(Position annotation records)
>> start

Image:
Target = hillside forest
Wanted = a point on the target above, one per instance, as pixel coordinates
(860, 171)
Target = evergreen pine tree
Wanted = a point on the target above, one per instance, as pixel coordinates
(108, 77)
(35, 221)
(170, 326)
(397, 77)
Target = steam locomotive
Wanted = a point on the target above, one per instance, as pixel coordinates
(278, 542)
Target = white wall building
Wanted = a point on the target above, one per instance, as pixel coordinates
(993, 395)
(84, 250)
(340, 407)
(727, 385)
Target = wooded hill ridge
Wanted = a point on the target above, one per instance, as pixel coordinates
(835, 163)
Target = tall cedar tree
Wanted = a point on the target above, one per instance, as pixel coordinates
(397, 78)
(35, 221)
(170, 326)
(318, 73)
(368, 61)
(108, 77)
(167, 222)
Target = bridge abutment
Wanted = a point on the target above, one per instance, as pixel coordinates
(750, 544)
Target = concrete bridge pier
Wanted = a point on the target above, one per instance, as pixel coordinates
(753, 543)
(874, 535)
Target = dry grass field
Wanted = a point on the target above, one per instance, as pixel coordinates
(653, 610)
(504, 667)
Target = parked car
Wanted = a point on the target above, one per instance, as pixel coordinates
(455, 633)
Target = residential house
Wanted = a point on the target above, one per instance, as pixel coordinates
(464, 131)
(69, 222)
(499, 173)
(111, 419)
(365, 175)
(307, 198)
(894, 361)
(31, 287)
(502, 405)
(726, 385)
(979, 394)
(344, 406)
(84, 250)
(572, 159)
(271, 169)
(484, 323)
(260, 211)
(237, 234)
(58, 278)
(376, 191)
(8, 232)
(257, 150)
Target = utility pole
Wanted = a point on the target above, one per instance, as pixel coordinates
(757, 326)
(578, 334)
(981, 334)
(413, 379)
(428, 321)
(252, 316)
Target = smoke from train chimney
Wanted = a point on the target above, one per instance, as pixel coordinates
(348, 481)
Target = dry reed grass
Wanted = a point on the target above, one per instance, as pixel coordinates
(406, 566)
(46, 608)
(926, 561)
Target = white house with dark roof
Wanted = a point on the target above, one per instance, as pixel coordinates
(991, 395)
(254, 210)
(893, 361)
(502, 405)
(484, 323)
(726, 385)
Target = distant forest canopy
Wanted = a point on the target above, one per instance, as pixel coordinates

>> end

* WHAT YOU HAVE TO DO:
Render all of the lines above as a JSON array of strings, with one string per line and any blank lines omitted.

* SOLUTION BELOW:
[
  "Image:",
  "Target = hillside forest",
  "Wanted = a point on the target above, one per instance, as pixel coordinates",
  "(860, 171)",
  "Target = evergreen pine tree",
  "Wanted = a point on the target above, one per instance, as pixel coordinates",
  "(108, 77)",
  "(35, 221)",
  "(170, 326)",
  "(397, 77)",
  "Target = steam locomotive",
  "Wanted = a point on the target above, one per instance, as pixel coordinates",
  "(278, 542)",
  "Target = white wall building",
  "Wanted = a point on the target above, one per instance, as pixel coordinates",
  "(993, 395)",
  "(84, 250)",
  "(340, 407)",
  "(727, 385)",
  "Target = wooded hill ridge",
  "Wanted = a point on the target above, one per instance, as pixel coordinates",
  "(835, 163)",
  "Target = tall cedar tree",
  "Wanted = a point on the target above, one per instance, as pixel coordinates",
  "(397, 78)",
  "(35, 221)",
  "(170, 326)",
  "(318, 73)",
  "(368, 61)",
  "(108, 77)",
  "(167, 222)",
  "Target = bridge abutment",
  "Wanted = a point on the target above, one per instance, as pixel coordinates",
  "(750, 544)",
  "Target = concrete bridge pier",
  "Wanted = a point on the target above, one per instance, as pixel coordinates",
  "(753, 543)",
  "(874, 535)",
  "Target = dry grass field",
  "Wanted = a point on the target above, one per instance, as pixel coordinates",
  "(653, 610)",
  "(504, 667)",
  "Target = parked car",
  "Wanted = a point on the target above, one per instance, as pixel coordinates",
  "(455, 633)",
  "Target = residential house",
  "Wanted = a point on the target above, one per instance, as pixel coordinates",
  "(464, 131)",
  "(69, 222)",
  "(499, 173)",
  "(111, 419)",
  "(365, 175)",
  "(307, 198)",
  "(894, 361)",
  "(31, 287)",
  "(502, 405)",
  "(726, 385)",
  "(979, 394)",
  "(344, 406)",
  "(84, 250)",
  "(572, 159)",
  "(271, 169)",
  "(484, 323)",
  "(260, 211)",
  "(237, 234)",
  "(58, 278)",
  "(376, 191)",
  "(8, 232)",
  "(257, 150)",
  "Target = utility pole",
  "Wanted = a point on the target above, one per instance, as pixel coordinates",
  "(757, 326)",
  "(578, 334)",
  "(981, 334)",
  "(413, 379)",
  "(428, 321)",
  "(252, 316)",
  "Target = smoke from train chimney",
  "Wanted = a point on the target above, one per instance, as pixel coordinates",
  "(348, 481)",
  "Target = dry reed grass",
  "Wanted = a point on the target above, one per instance, as pixel coordinates",
  "(406, 566)",
  "(46, 608)",
  "(926, 561)",
  "Target = white house with dark roof",
  "Wanted = a point on the target above, one per instance, as pixel coordinates",
  "(991, 395)",
  "(254, 210)",
  "(893, 361)",
  "(502, 405)",
  "(484, 323)",
  "(726, 385)",
  "Target = distant forest canopy",
  "Wanted = a point on the target above, one per instance, as pixel coordinates"
]